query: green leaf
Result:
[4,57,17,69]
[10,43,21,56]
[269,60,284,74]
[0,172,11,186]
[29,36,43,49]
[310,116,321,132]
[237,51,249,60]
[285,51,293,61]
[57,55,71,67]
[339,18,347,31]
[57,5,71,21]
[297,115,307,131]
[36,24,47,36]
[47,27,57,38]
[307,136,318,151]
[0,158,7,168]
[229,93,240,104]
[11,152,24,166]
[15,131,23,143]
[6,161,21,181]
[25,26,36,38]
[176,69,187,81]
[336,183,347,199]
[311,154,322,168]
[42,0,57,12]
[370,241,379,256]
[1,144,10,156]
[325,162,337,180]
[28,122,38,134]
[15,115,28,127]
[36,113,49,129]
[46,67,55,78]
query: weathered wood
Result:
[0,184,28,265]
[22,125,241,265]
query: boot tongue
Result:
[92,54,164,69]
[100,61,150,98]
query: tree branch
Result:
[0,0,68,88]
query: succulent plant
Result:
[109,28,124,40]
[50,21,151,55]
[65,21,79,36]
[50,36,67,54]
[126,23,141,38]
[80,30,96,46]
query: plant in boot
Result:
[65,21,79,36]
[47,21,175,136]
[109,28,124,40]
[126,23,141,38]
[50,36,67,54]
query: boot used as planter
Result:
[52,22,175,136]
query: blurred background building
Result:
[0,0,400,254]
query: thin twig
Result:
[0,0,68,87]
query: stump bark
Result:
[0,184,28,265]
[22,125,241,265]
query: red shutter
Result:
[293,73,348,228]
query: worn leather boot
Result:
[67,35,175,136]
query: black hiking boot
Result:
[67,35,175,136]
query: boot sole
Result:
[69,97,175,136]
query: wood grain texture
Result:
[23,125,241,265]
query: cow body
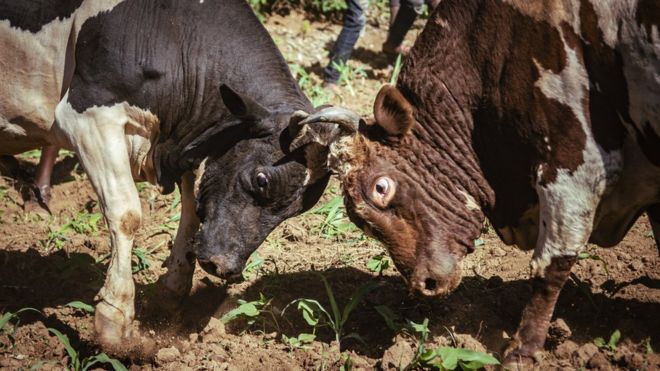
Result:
[331,0,660,362]
[0,0,121,210]
[0,0,121,154]
[0,0,359,351]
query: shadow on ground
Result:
[0,249,660,358]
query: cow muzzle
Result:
[197,255,243,279]
[408,259,462,296]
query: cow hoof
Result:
[23,184,52,216]
[502,350,539,371]
[94,301,133,348]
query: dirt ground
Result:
[0,8,660,370]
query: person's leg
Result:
[383,0,424,54]
[323,0,369,84]
[390,0,401,26]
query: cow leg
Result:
[25,145,60,213]
[646,204,660,253]
[504,256,577,368]
[505,164,607,368]
[160,172,199,304]
[56,96,142,348]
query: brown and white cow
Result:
[329,0,660,363]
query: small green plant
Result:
[48,328,127,371]
[64,300,94,313]
[282,273,378,350]
[367,254,391,276]
[339,354,353,371]
[289,63,330,107]
[312,195,356,239]
[374,305,405,332]
[390,54,403,85]
[405,318,500,371]
[282,333,316,350]
[332,61,367,95]
[220,293,270,325]
[0,308,41,348]
[644,338,653,354]
[421,347,500,370]
[241,251,264,280]
[594,330,621,352]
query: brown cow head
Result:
[329,86,483,295]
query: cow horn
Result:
[289,107,360,151]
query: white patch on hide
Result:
[193,157,209,199]
[458,189,481,210]
[532,26,623,275]
[0,0,121,153]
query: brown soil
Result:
[0,10,660,370]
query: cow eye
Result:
[371,176,396,207]
[257,173,268,189]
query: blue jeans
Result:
[323,0,428,83]
[323,0,369,83]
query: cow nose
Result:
[197,255,241,278]
[410,266,461,296]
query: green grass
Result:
[48,328,128,371]
[282,273,379,352]
[312,195,358,239]
[40,211,102,251]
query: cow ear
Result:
[372,85,415,136]
[220,84,268,119]
[289,107,361,152]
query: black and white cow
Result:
[0,0,359,345]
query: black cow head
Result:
[186,88,359,277]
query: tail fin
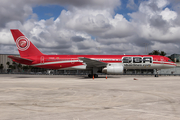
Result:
[11,29,43,57]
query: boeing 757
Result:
[8,29,176,78]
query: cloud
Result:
[126,0,138,10]
[0,0,180,54]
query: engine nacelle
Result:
[102,63,124,74]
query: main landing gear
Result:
[154,69,159,77]
[88,74,98,78]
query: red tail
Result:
[11,29,43,57]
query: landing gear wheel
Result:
[94,74,98,78]
[154,69,159,77]
[88,74,93,78]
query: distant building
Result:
[171,54,180,62]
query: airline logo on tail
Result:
[16,36,30,51]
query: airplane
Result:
[8,29,176,78]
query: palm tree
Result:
[0,64,4,73]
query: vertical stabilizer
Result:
[11,29,43,57]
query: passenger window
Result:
[123,57,132,63]
[133,57,142,63]
[143,57,152,63]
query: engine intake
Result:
[102,63,124,75]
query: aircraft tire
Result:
[94,74,98,78]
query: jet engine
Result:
[102,63,124,75]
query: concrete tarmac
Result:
[0,74,180,120]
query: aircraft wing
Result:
[79,57,107,67]
[8,55,33,64]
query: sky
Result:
[0,0,180,55]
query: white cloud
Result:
[160,8,177,22]
[0,0,180,54]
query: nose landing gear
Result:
[154,69,159,77]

···

[STATED TASK]: Count the lines of the records that contain the string "landing", treating uppercase and lowercase as different. Give only the number.

[FINISHED EXERCISE]: 3